WRITTEN REQUEST A. List every person named in the article on the Festival de Jerez below.

Lela Soto and María Pagés, the first great successes in the 23rd Festival de Jerez
It’s a pleasure walking in this city during the 17 days of this event and see how its streets become rivers of art, with everything shining “a compás”, a little more than usual.
Photos: Javier Fergo / Festival de Jerez
Joaquín Grilo ‘s gala La calle de mis sueños lifted the curtain of the Villamarta Theater, the scenic lung of the Festival de Jerez, which this year celebrates its 23rd edition and which, judging by what we’ve seen in this first few days, continues to be a global reference for the lovers of baile and flamenco dance. It’s a pleasure walking in this city during the 17 days of this event and see how its streets become rivers of art, with everything shining “a compás”, a little more than usual. If it’s true that, for many years, there have been parallel events in their own right such as La Guarida del Ángel’s “Off Festival”, we must also acknowledge that the quality and the epicenter of it all originates from the official program. Yet, we must highlight the performance of Israel Fernández accompanied by Diego del Morao which took place in this venue on the evening of Monday, February 25th. This young cantaor has hoisted his flag and we recommend keeping track of him, as he has plenty of talent and a message that easily reaches his audience. He has what it takes.

EXERCISE INPUT.

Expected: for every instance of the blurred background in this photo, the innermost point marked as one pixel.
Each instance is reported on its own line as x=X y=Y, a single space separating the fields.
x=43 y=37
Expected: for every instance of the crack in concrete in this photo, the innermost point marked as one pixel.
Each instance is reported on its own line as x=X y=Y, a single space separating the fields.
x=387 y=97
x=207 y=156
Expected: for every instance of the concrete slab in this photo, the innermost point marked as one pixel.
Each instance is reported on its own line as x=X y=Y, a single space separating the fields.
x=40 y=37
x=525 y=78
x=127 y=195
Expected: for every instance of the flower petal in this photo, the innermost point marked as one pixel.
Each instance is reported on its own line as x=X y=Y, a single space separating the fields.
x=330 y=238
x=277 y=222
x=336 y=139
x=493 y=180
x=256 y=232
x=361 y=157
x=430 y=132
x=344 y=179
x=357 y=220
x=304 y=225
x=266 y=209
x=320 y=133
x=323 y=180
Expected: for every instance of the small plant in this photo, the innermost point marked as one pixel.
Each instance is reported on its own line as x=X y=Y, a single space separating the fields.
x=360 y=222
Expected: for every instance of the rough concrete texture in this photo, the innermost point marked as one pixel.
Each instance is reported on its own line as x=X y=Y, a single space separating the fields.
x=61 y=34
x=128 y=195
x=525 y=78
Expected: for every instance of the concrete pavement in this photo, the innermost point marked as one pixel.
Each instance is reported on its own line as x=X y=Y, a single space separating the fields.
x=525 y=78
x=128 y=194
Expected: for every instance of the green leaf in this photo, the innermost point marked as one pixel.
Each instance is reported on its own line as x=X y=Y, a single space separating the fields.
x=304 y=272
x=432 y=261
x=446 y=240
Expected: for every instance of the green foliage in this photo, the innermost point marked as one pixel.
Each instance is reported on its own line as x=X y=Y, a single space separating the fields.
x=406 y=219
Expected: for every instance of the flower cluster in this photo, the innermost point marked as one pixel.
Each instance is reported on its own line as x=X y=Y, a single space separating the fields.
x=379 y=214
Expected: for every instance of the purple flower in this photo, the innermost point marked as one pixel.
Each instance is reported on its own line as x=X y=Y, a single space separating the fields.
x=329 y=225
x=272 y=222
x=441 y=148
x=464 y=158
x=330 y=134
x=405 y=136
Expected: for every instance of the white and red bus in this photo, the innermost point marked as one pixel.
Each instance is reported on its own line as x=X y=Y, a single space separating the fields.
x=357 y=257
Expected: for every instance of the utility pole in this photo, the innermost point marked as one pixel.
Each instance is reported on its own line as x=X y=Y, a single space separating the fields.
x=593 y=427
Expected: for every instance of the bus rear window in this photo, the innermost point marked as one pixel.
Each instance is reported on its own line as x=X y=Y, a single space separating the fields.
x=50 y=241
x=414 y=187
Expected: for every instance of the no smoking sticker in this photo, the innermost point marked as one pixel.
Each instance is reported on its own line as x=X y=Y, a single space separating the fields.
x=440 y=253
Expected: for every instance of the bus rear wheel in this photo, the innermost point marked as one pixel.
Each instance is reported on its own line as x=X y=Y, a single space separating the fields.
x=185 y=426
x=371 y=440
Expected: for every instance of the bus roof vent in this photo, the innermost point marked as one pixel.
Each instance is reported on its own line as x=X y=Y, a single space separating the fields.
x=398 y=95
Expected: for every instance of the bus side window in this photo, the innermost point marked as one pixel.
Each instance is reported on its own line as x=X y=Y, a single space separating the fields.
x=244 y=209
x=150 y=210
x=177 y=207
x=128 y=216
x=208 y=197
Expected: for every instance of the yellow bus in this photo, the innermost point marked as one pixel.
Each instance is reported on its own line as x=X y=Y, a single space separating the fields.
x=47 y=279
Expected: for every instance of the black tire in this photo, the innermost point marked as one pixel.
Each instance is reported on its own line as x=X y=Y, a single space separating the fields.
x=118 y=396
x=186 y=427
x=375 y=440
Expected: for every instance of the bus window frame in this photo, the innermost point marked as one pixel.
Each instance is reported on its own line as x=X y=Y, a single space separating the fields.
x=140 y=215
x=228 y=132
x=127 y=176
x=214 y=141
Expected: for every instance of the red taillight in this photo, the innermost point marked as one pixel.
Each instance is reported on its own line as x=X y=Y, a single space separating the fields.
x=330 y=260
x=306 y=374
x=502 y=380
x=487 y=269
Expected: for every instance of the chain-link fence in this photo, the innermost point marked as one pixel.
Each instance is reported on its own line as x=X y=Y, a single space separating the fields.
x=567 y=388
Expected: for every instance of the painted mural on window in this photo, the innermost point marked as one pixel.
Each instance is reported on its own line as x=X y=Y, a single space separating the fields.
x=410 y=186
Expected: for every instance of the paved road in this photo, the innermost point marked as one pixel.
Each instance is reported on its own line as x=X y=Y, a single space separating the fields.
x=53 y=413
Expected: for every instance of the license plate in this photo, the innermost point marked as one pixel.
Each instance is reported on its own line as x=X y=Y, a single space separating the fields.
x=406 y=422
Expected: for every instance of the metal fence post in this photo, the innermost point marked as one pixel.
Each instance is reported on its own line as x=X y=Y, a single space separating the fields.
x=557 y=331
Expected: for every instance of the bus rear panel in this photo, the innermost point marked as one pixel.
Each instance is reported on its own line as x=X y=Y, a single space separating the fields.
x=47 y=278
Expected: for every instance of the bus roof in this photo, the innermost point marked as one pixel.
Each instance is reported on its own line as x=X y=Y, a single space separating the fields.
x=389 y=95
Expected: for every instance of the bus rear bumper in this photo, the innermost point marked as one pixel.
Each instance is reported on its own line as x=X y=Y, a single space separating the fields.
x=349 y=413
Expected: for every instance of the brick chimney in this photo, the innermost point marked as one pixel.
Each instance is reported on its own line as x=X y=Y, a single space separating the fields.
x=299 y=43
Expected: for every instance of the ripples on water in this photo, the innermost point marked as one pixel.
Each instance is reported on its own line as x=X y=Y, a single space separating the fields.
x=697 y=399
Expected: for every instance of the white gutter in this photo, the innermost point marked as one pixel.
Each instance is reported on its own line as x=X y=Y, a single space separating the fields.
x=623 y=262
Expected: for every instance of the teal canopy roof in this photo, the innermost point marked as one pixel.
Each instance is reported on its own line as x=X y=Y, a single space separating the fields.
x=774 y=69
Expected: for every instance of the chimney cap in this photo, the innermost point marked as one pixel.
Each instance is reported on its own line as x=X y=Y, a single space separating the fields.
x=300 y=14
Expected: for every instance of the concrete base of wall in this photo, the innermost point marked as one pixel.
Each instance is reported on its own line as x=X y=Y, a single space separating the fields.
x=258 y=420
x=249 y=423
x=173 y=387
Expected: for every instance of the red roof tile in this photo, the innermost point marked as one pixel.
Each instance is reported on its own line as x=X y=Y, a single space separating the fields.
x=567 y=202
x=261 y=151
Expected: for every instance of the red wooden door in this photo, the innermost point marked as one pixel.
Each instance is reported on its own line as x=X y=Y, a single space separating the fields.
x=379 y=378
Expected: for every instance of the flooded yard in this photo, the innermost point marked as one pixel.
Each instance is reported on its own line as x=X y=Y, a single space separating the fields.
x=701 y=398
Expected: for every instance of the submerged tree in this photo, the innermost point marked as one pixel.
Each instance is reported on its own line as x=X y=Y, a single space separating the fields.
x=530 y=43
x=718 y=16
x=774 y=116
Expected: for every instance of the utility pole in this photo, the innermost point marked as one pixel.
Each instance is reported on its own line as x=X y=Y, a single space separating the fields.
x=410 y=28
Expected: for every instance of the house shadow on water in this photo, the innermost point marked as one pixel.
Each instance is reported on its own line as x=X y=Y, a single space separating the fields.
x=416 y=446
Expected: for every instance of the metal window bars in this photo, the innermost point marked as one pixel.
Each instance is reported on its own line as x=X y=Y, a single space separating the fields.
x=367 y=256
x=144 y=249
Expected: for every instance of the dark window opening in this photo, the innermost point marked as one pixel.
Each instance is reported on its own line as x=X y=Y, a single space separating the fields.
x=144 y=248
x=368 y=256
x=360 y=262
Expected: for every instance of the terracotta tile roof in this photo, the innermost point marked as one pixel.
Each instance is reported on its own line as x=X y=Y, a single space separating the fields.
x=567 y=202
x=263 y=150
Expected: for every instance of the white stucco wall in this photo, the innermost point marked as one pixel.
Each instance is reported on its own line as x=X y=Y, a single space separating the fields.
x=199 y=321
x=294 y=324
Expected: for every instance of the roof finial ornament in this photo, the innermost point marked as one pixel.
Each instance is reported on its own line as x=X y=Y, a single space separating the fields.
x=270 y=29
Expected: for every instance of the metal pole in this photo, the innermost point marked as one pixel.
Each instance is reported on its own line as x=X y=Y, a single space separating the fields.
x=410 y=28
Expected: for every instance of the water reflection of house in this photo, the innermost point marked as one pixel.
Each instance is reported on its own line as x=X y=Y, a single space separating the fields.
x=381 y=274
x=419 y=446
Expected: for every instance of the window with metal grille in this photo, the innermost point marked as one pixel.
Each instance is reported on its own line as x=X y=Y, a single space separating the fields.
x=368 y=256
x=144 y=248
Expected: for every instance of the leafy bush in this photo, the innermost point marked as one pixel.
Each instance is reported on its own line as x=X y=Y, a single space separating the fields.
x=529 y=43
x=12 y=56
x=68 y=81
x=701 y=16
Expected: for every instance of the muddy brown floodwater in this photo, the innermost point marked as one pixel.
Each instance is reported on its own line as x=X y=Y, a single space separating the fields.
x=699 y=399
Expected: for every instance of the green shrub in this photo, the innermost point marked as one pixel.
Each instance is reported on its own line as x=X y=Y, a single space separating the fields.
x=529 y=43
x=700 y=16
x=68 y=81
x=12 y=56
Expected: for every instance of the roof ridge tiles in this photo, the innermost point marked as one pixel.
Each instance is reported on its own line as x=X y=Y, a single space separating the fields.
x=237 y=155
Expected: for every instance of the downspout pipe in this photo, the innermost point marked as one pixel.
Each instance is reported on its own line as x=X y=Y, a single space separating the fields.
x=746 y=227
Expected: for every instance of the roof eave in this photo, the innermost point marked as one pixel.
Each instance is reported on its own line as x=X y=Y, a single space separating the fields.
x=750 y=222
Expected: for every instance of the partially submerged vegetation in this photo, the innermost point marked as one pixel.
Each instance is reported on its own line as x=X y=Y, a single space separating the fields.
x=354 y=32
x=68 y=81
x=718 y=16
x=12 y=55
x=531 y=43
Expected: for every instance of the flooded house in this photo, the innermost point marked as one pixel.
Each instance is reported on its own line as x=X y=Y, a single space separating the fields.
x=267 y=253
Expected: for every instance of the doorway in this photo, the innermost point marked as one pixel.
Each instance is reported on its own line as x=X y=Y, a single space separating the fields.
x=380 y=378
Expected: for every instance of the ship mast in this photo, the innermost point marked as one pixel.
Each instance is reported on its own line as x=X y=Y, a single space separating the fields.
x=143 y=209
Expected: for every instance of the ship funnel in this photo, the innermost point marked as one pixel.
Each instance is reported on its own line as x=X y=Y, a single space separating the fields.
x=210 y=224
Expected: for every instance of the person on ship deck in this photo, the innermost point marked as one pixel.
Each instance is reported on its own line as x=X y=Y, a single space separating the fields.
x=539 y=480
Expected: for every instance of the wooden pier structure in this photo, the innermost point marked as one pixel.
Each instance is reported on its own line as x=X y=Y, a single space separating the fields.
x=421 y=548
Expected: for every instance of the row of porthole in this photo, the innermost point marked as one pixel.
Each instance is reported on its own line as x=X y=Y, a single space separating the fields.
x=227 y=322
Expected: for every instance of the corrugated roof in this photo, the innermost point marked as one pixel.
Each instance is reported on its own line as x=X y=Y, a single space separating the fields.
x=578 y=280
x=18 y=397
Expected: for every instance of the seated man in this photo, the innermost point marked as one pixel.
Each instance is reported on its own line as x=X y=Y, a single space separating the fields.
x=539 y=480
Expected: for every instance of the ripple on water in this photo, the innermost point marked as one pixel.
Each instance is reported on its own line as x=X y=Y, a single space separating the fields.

WRITTEN REQUEST B. Replace "innermost point" with "center point" in the entries from the first line up to and including the line with "x=207 y=156". Return only those lines with nothing else changed.

WRITTEN ANSWER A.
Lela Soto
María Pagés
Javier Fergo
Joaquín Grilo
Israel Fernández
Diego del Morao

WRITTEN ANSWER B.
Expected: for every instance of the blurred background in this photo, the center point marked as one pixel.
Each instance is reported on its own line as x=X y=Y, a single space separating the fields.
x=43 y=37
Expected: for every instance of the crack in concrete in this photo, the center point marked as one pixel.
Each instance is reported on its own line as x=X y=Y, a single space separating the fields.
x=387 y=97
x=207 y=156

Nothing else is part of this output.